- [GOAL OF THE EXERCISE] Output the line with "basketball player in the picture above." and every line below it until the listing ends, exactly as written and with nothing added.
◆ ◆ ◆ ◆ ◆ ◆ ◆
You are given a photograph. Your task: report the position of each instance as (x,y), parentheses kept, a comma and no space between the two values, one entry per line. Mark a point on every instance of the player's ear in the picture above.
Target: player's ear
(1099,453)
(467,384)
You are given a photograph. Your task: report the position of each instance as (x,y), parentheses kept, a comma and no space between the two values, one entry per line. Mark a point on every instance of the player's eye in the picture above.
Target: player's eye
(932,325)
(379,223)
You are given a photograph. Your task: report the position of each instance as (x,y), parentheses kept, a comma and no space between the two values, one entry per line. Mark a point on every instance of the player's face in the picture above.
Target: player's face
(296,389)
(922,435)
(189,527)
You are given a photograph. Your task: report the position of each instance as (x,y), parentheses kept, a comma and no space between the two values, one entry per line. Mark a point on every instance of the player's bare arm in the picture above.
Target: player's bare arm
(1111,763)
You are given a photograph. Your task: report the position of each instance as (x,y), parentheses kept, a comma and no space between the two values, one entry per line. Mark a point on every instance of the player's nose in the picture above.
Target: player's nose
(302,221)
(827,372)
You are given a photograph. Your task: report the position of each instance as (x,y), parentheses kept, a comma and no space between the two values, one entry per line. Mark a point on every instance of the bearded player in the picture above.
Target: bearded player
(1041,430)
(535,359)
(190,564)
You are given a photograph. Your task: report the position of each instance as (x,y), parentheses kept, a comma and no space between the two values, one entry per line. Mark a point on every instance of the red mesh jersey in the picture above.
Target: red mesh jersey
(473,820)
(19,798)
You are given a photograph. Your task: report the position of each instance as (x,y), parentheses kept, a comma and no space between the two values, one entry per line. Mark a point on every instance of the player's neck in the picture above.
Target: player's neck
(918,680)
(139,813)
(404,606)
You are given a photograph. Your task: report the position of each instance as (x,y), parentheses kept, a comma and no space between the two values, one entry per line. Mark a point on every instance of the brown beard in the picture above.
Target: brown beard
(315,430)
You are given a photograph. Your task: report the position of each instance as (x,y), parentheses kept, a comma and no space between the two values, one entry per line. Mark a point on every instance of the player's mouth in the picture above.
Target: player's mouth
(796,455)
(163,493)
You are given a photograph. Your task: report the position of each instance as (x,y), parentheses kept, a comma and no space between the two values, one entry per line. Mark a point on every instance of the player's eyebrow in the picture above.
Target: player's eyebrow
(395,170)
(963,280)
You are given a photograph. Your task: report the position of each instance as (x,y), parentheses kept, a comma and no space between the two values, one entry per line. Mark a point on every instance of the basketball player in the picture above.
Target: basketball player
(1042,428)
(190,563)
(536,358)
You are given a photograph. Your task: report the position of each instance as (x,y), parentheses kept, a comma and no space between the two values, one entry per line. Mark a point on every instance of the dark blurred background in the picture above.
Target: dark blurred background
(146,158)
◆ ◆ ◆ ◆ ◆ ◆ ◆
- [ANSWER BOX]
You are given a photograph. Your task: report the position of each instance as (x,y), parentheses kept, a comma and no space between the two values, one entry per line. Mark a point on every instance of the basketball player in the picture above.
Target: basketball player
(1042,428)
(190,563)
(536,358)
You are given a photograph. Your task: report the position of each instance as (x,y), parentheses kept, a comma and no space between the two values, one entry per line. Mark a point on every instance of the dark blurred background in the picture above.
Target: dark blurred background
(146,158)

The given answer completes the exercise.